▸ To be done
Copy out, word for word, the part of the records below that opens with the line containing "of the clutch" and runs to the end of the records.

▸ Records for this task
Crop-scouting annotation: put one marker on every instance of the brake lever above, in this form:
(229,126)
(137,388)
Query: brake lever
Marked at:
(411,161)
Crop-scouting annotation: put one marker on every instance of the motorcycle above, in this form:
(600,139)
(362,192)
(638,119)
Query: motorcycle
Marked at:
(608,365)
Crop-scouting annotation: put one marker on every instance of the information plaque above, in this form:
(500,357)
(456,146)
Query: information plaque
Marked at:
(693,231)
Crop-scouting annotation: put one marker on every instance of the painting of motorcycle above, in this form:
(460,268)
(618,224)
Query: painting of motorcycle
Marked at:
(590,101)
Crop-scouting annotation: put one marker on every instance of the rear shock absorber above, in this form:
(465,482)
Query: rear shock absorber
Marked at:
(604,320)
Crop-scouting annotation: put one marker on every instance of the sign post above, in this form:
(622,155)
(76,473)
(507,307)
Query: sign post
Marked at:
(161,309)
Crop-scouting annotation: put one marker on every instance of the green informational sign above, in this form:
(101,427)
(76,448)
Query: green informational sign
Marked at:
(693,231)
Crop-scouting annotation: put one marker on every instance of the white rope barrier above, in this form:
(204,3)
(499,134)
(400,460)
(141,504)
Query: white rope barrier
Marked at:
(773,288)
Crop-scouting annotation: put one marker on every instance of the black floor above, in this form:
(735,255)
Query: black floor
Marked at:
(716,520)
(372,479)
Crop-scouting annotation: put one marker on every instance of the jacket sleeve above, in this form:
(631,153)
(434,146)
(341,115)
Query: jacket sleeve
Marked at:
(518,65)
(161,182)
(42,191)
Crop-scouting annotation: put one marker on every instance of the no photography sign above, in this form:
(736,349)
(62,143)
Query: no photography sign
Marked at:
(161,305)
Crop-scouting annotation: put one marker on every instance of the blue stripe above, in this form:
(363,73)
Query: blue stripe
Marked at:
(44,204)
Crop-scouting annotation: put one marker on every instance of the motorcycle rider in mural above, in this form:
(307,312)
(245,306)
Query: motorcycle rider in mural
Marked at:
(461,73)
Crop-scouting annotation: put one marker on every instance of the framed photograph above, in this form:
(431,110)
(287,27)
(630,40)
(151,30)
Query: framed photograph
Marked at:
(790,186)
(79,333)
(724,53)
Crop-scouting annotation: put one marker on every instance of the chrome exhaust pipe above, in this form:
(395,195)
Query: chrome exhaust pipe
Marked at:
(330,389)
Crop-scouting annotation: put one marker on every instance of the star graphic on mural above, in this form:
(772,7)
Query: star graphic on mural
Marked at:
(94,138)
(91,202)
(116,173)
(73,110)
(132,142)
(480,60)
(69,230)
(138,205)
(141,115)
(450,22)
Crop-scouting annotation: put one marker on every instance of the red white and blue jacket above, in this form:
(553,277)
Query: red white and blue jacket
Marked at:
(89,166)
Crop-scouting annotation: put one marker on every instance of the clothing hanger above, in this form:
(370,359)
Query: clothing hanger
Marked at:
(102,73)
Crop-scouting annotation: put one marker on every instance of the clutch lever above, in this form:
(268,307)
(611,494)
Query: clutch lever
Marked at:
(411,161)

▸ Finished exercise
Crop-scouting annotation: put one marker on every instance of the clutch lever above, in this form:
(268,307)
(611,494)
Query: clutch lever
Marked at:
(411,161)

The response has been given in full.